» REQUIRED ACTION A: In the passage on leaving a therapist, what lesson does the writer say was learned from that experience?
» REQUIRED ACTION B: Rename "therapist" as "counselor" in the passage on leaving a therapist, and write out the part starting at "I think that" and ending at "at the time.".

(TEXT UNDER STUDY)

We don't live in an ideal world. I felt more like I did a decade earlier when I was working up the confidence and resolve to leave my cultic church. I'd trusted someone who was not safe and who didn't seem to care one bit, and like many of my “coverings” in the church, she used the power of her place in that therapeutic relationship against me. My primary problem was all about having all power stripped from me, and that first therapist acted as though there was only so much to go around. She made sure that she got it and that I knew who was “boss.”

I think that the lesson I learned from that was radical self-trust, because I needed to leave that therapist who vied for power. If you've walked away from a cultic group or an ideology that offers all the answers, you will understand what I mean. And making the choice to walk away is part of the healing, though it doesn't feel that way at the time.

(End TEXT UNDER STUDY)
(DATA FOR ANALYSIS)

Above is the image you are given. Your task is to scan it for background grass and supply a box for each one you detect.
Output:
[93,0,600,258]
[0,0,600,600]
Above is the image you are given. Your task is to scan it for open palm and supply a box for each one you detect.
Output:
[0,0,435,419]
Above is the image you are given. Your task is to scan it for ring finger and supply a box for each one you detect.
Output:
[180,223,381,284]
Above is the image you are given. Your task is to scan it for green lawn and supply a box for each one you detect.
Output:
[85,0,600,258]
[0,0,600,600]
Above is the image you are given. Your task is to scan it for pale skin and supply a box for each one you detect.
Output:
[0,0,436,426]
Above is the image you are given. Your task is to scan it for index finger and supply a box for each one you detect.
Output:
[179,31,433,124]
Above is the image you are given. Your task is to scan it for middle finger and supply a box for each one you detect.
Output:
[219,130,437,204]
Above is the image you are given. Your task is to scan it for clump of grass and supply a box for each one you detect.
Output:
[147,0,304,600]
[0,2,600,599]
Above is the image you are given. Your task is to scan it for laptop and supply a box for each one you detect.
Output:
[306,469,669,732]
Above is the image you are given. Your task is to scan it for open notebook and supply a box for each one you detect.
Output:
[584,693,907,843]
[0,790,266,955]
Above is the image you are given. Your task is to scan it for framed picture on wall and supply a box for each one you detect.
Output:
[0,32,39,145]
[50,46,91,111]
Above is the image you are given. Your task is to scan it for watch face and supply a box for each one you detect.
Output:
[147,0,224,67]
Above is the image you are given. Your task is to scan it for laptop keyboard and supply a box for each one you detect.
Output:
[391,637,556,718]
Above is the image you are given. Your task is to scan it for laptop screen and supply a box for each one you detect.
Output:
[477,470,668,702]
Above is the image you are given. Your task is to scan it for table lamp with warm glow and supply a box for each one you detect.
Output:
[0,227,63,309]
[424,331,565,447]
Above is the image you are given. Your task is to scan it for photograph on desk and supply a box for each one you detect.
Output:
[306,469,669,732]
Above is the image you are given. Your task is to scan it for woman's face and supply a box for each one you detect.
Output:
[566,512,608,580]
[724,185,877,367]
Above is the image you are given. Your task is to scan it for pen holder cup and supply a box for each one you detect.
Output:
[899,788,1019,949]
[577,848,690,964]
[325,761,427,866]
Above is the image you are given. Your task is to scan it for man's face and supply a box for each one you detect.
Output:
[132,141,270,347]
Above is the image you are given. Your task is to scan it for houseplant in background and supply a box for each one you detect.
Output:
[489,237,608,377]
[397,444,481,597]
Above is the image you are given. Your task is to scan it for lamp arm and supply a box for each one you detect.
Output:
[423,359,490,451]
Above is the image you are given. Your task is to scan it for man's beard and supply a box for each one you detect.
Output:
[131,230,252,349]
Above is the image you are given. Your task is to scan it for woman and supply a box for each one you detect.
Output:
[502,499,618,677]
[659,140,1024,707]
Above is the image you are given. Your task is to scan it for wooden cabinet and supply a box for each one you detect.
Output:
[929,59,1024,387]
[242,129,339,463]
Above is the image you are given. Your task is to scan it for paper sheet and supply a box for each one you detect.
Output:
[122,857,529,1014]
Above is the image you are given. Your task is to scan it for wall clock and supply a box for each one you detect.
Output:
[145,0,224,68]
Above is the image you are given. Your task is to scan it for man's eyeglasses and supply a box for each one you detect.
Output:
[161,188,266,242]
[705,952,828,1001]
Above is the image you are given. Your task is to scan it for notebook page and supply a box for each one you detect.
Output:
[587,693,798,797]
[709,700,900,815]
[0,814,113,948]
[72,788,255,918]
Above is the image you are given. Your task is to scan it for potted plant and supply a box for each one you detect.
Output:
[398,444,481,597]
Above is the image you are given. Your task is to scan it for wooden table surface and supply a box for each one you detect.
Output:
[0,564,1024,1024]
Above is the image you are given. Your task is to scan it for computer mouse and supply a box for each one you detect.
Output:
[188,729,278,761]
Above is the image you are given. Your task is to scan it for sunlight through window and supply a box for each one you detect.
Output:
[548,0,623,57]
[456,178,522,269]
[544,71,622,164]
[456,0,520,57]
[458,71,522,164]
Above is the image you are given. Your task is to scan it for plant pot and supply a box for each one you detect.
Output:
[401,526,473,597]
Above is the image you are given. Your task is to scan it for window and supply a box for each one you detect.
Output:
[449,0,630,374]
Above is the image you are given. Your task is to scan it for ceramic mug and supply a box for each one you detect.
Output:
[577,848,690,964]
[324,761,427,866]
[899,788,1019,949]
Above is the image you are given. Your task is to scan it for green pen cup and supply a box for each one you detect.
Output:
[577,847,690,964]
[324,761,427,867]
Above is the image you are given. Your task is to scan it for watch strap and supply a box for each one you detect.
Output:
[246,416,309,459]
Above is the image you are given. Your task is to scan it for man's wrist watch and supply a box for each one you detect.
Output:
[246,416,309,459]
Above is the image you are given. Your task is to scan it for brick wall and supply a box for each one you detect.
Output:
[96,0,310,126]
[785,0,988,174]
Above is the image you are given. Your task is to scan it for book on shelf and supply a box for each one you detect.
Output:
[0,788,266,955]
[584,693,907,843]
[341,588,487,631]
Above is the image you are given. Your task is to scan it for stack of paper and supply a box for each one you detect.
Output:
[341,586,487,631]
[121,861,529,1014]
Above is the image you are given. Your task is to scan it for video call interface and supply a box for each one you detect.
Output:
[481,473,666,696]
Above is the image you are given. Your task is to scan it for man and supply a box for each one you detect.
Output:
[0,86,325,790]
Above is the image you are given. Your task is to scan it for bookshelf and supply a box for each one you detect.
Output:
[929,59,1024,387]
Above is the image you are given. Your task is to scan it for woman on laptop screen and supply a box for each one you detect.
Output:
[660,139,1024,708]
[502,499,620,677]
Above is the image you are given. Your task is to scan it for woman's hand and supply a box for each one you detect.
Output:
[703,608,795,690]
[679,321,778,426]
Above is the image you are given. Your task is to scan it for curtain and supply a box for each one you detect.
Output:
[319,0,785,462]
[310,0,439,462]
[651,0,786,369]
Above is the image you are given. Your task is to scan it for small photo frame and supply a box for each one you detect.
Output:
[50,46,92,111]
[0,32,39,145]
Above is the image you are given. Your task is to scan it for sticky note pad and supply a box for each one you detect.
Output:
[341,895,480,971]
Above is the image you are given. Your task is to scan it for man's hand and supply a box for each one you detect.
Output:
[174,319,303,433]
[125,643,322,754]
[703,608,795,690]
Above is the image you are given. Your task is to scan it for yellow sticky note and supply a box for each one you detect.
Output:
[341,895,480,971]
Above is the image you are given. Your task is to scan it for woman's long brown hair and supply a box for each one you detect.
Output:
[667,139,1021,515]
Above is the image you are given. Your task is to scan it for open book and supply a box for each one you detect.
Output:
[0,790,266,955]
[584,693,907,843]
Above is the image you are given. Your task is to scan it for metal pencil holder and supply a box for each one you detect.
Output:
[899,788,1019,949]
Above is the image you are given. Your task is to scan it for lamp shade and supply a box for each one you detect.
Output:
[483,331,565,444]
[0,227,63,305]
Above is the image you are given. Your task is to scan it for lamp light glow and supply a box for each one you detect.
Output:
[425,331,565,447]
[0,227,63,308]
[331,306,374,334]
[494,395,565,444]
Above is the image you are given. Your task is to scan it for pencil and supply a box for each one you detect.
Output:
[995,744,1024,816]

(End DATA FOR ANALYSIS)

» OUTPUT A: Radical self-trust.

» OUTPUT B:
I think that the lesson I learned from that was radical self-trust, because I needed to leave that counselor who vied for power. If you've walked away from a cultic group or an ideology that offers all the answers, you will understand what I mean. And making the choice to walk away is part of the healing, though it doesn't feel that way at the time.